◆ Aim of the exercise
Write the next part of the article on mapping DNA sequence binding motifs, starting right after its last sentence.

◆ Given text
######
Novel mapping approach for DNA sequence binding motifs sharply expands library of genetic knowledge
In a study with wide-ranging impact, researchers effectively increased the DNA sequence binding motifs that are known for eukaryotic transcription factors over 10-fold, including doubling knowledge for human transcription factors.
This new insight significantly improves predicting capacity for gene expression mechanisms for many disease-mechanism problems, and essentially all of eukaryotic biology.
The study, led by Matthew Weirauch, PhD, a computational biologist in the Center for Autoimmune Genomics and Etiology, was published Sept. 11, 2014 in the journal Cell. The findings have enabled researchers who study any organism to begin to understand how genes are regulated on a global scale. For human disease, the study increases researchers’ ability to understand the function of disease-associated genetic variants that fall in non-coding regions.
It is estimated that approximately 90 percent of disease-associated variants are non-coding. In genomics, noncoding DNA sequences are components of an organism's DNA that do not encode protein sequences. “Doubling our knowledge of human DNA sequence binding motifs essentially doubles our chance of figuring out which proteins these variants might affect the binding of,” Weirauch says.
######
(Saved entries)
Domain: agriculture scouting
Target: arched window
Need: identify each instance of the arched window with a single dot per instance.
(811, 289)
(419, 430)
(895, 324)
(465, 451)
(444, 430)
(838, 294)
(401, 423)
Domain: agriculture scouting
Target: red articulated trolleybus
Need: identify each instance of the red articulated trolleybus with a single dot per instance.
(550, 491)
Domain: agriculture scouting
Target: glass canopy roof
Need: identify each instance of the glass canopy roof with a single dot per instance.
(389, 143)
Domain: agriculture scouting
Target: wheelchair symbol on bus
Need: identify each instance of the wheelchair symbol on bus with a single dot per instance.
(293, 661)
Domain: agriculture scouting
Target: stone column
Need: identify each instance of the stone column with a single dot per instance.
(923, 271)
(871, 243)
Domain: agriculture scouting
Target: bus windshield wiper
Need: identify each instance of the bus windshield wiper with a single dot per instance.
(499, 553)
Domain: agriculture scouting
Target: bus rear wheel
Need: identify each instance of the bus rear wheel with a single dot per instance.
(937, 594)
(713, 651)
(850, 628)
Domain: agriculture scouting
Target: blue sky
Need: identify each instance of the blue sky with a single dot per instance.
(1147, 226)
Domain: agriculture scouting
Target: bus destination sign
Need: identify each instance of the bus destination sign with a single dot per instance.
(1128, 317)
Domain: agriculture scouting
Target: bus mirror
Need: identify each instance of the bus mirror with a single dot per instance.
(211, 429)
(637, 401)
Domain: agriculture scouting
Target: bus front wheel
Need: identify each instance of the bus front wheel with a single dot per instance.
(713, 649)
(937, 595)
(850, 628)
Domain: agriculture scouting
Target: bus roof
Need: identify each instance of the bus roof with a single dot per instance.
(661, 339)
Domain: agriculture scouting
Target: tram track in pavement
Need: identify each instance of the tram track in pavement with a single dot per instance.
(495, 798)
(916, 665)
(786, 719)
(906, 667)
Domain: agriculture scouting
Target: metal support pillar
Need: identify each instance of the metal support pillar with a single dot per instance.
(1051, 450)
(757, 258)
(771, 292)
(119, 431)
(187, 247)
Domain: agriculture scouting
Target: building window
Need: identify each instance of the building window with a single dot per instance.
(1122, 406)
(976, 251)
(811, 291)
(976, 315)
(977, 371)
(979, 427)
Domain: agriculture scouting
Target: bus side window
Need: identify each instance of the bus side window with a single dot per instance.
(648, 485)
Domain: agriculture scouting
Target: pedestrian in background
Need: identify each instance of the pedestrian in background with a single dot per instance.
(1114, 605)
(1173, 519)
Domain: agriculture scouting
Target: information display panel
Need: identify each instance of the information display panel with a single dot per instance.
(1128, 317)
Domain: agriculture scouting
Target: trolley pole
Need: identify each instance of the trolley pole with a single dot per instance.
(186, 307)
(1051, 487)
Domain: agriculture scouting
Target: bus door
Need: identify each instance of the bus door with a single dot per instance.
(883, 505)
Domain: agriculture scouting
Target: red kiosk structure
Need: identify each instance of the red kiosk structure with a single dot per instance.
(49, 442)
######
◆ Result of the task
The center’s primary focus is the genesis of lupus and other immunological diseases, and to explore the mechanisms of disease through the complex interactions of genetics, the immune system and environmental factors such as stress, exercise and diet.
Two findings of the study surprised researchers. “First, that our scheme for mapping DNA sequence binding motifs across organisms based on protein similarity works for most protein families,” says Weirauch. “Second, the fact that we increased knowledge of these motifs so substantially across all of eukaryotic life, from less than one percent to almost 40 percent of all proteins.”